▶ [What is being asked] Reproduce every entry exactly and leave its pictures out.

▶ [Available records]
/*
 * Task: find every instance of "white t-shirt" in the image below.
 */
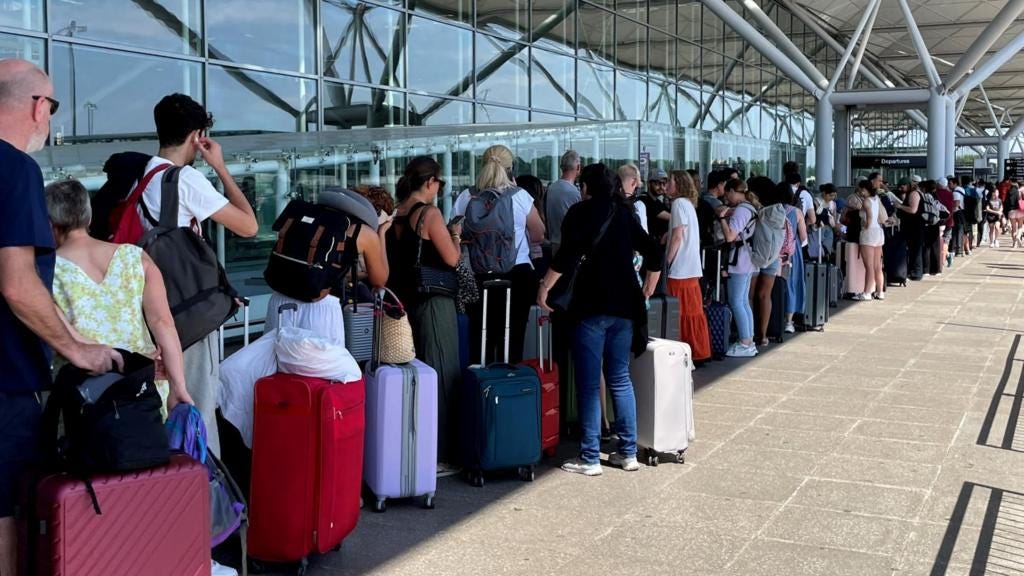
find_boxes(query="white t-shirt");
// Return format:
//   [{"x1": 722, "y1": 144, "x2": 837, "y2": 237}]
[
  {"x1": 669, "y1": 198, "x2": 703, "y2": 280},
  {"x1": 455, "y1": 188, "x2": 534, "y2": 265},
  {"x1": 139, "y1": 156, "x2": 227, "y2": 235}
]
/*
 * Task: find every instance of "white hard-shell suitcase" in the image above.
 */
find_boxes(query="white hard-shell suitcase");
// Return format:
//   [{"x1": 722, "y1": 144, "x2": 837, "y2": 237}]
[{"x1": 630, "y1": 338, "x2": 695, "y2": 466}]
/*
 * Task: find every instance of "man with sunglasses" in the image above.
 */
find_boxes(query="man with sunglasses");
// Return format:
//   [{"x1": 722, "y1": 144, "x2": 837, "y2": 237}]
[
  {"x1": 139, "y1": 94, "x2": 259, "y2": 456},
  {"x1": 0, "y1": 59, "x2": 121, "y2": 574}
]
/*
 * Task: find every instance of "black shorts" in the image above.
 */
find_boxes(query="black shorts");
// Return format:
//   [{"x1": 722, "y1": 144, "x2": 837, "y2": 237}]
[{"x1": 0, "y1": 393, "x2": 42, "y2": 518}]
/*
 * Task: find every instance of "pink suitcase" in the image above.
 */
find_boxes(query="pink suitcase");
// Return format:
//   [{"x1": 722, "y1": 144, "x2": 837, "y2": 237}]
[{"x1": 29, "y1": 454, "x2": 210, "y2": 576}]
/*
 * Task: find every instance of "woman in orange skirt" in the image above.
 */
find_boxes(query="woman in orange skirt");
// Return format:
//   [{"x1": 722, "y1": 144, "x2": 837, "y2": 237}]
[{"x1": 666, "y1": 170, "x2": 711, "y2": 362}]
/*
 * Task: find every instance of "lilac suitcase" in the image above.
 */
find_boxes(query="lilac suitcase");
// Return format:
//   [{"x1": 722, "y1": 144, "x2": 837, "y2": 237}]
[{"x1": 362, "y1": 284, "x2": 437, "y2": 506}]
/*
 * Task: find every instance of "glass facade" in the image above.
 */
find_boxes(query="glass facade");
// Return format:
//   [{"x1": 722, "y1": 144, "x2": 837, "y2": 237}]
[{"x1": 18, "y1": 0, "x2": 823, "y2": 303}]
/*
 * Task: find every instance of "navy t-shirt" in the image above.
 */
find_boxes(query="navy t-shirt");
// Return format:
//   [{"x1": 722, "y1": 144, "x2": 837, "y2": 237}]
[{"x1": 0, "y1": 140, "x2": 55, "y2": 393}]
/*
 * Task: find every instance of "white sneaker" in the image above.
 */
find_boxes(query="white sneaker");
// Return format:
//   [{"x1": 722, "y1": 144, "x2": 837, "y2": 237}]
[
  {"x1": 608, "y1": 452, "x2": 640, "y2": 472},
  {"x1": 562, "y1": 458, "x2": 603, "y2": 476},
  {"x1": 210, "y1": 560, "x2": 239, "y2": 576}
]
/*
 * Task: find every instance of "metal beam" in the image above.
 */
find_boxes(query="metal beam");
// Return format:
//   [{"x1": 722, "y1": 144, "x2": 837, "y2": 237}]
[
  {"x1": 955, "y1": 32, "x2": 1024, "y2": 98},
  {"x1": 899, "y1": 0, "x2": 942, "y2": 88},
  {"x1": 946, "y1": 0, "x2": 1024, "y2": 87},
  {"x1": 701, "y1": 0, "x2": 828, "y2": 97}
]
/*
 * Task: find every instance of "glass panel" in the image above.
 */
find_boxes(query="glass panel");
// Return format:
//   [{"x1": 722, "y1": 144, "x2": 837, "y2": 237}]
[
  {"x1": 324, "y1": 82, "x2": 406, "y2": 130},
  {"x1": 49, "y1": 0, "x2": 200, "y2": 54},
  {"x1": 321, "y1": 1, "x2": 404, "y2": 86},
  {"x1": 647, "y1": 30, "x2": 676, "y2": 79},
  {"x1": 577, "y1": 60, "x2": 615, "y2": 120},
  {"x1": 409, "y1": 94, "x2": 473, "y2": 126},
  {"x1": 206, "y1": 0, "x2": 316, "y2": 74},
  {"x1": 615, "y1": 16, "x2": 647, "y2": 72},
  {"x1": 615, "y1": 72, "x2": 647, "y2": 120},
  {"x1": 476, "y1": 104, "x2": 529, "y2": 124},
  {"x1": 532, "y1": 0, "x2": 577, "y2": 52},
  {"x1": 409, "y1": 0, "x2": 473, "y2": 25},
  {"x1": 647, "y1": 80, "x2": 676, "y2": 125},
  {"x1": 0, "y1": 0, "x2": 44, "y2": 32},
  {"x1": 406, "y1": 16, "x2": 473, "y2": 96},
  {"x1": 0, "y1": 34, "x2": 46, "y2": 70},
  {"x1": 530, "y1": 48, "x2": 575, "y2": 114},
  {"x1": 207, "y1": 66, "x2": 316, "y2": 133},
  {"x1": 50, "y1": 42, "x2": 203, "y2": 142},
  {"x1": 578, "y1": 4, "x2": 615, "y2": 61},
  {"x1": 476, "y1": 34, "x2": 529, "y2": 107},
  {"x1": 476, "y1": 0, "x2": 529, "y2": 41}
]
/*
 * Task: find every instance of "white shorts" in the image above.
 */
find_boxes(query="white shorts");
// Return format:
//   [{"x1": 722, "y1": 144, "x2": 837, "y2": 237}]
[{"x1": 858, "y1": 228, "x2": 886, "y2": 246}]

▶ [Full response]
/*
 * Task: find every instance of "white t-shirt" in the image below.
 */
find_boxes(query="white t-shirt");
// Return format:
//   [{"x1": 722, "y1": 144, "x2": 837, "y2": 237}]
[
  {"x1": 669, "y1": 198, "x2": 703, "y2": 280},
  {"x1": 455, "y1": 188, "x2": 534, "y2": 265},
  {"x1": 139, "y1": 156, "x2": 227, "y2": 235}
]
/*
 * Task: find every instance of "white hard-shell suitcase" in the image above.
 */
find_boxes(query="white hard-shell suitcase");
// Return format:
//   [{"x1": 722, "y1": 144, "x2": 837, "y2": 237}]
[{"x1": 630, "y1": 338, "x2": 695, "y2": 466}]
/*
 * Task: find every instance of "man with sunglasses" in the image above.
 */
find_boxes(query="man with sunglasses");
// Return format:
//   [{"x1": 722, "y1": 144, "x2": 837, "y2": 237}]
[
  {"x1": 139, "y1": 94, "x2": 259, "y2": 456},
  {"x1": 0, "y1": 59, "x2": 121, "y2": 574}
]
/*
 * Task: find every instance of "black shorts" in the image above.
 */
find_boxes(query="black shorts");
// Return format:
//   [{"x1": 722, "y1": 144, "x2": 837, "y2": 237}]
[{"x1": 0, "y1": 393, "x2": 42, "y2": 518}]
/*
 * Task: find every instance of "pink suitcase" in the image above.
 */
find_boxes(query="pink suitcase");
// Return format:
//   [{"x1": 722, "y1": 144, "x2": 837, "y2": 237}]
[{"x1": 29, "y1": 454, "x2": 210, "y2": 576}]
/*
 * Task: find every instance of "woman in orange skirt" in the image above.
 */
find_boxes(query="woman in orange skirt");
// Return format:
//   [{"x1": 722, "y1": 144, "x2": 837, "y2": 237}]
[{"x1": 666, "y1": 170, "x2": 711, "y2": 362}]
/*
 * Task: find every instance of "lilac suitcase" in the image above.
 */
find_boxes(query="lilac suitcase");
// Return format:
//   [{"x1": 722, "y1": 144, "x2": 837, "y2": 237}]
[{"x1": 362, "y1": 284, "x2": 437, "y2": 506}]
/*
 * Task: find every instance of "glass facade" in the image above.
 */
find_boxes(query="glass facade");
// Return format:
//   [{"x1": 722, "y1": 144, "x2": 837, "y2": 237}]
[{"x1": 18, "y1": 0, "x2": 823, "y2": 303}]
/*
 * Task: find every instance of "navy t-shirt" in the image above.
 */
find_boxes(query="navy t-shirt");
// Return format:
//   [{"x1": 722, "y1": 144, "x2": 837, "y2": 237}]
[{"x1": 0, "y1": 140, "x2": 55, "y2": 393}]
/*
 * Task: find every instance of "white sneaker" in the image above.
 */
find_boxes(query="white sneaker");
// Return format:
//   [{"x1": 722, "y1": 144, "x2": 837, "y2": 237}]
[
  {"x1": 608, "y1": 452, "x2": 640, "y2": 472},
  {"x1": 562, "y1": 458, "x2": 603, "y2": 476},
  {"x1": 210, "y1": 560, "x2": 239, "y2": 576}
]
/*
 * Task: find every instance of "metal beam" in the image above.
 */
find_boxes(query="metal beam");
// Return format:
//   [{"x1": 722, "y1": 144, "x2": 837, "y2": 237}]
[
  {"x1": 955, "y1": 32, "x2": 1024, "y2": 98},
  {"x1": 899, "y1": 0, "x2": 942, "y2": 88},
  {"x1": 946, "y1": 0, "x2": 1024, "y2": 87},
  {"x1": 701, "y1": 0, "x2": 828, "y2": 97}
]
/*
 * Task: find every instance of "glass panel" in the image above.
 */
find_boxes(query="glass panel");
// Return format:
//   [{"x1": 722, "y1": 144, "x2": 837, "y2": 237}]
[
  {"x1": 324, "y1": 82, "x2": 406, "y2": 130},
  {"x1": 49, "y1": 0, "x2": 200, "y2": 54},
  {"x1": 321, "y1": 1, "x2": 404, "y2": 86},
  {"x1": 647, "y1": 30, "x2": 676, "y2": 79},
  {"x1": 577, "y1": 60, "x2": 615, "y2": 120},
  {"x1": 409, "y1": 94, "x2": 473, "y2": 126},
  {"x1": 206, "y1": 0, "x2": 316, "y2": 74},
  {"x1": 615, "y1": 16, "x2": 647, "y2": 72},
  {"x1": 615, "y1": 72, "x2": 647, "y2": 120},
  {"x1": 476, "y1": 104, "x2": 529, "y2": 124},
  {"x1": 532, "y1": 0, "x2": 577, "y2": 52},
  {"x1": 409, "y1": 0, "x2": 473, "y2": 25},
  {"x1": 647, "y1": 80, "x2": 676, "y2": 125},
  {"x1": 0, "y1": 0, "x2": 44, "y2": 32},
  {"x1": 406, "y1": 16, "x2": 473, "y2": 96},
  {"x1": 0, "y1": 34, "x2": 46, "y2": 70},
  {"x1": 530, "y1": 48, "x2": 575, "y2": 114},
  {"x1": 207, "y1": 66, "x2": 316, "y2": 133},
  {"x1": 50, "y1": 42, "x2": 203, "y2": 142},
  {"x1": 578, "y1": 4, "x2": 615, "y2": 61},
  {"x1": 476, "y1": 34, "x2": 529, "y2": 107},
  {"x1": 476, "y1": 0, "x2": 529, "y2": 41}
]
/*
 * Task: find every instance of "white shorts" in the image above.
 */
find_boxes(query="white shorts");
// Return format:
//   [{"x1": 722, "y1": 144, "x2": 837, "y2": 237}]
[{"x1": 858, "y1": 228, "x2": 886, "y2": 246}]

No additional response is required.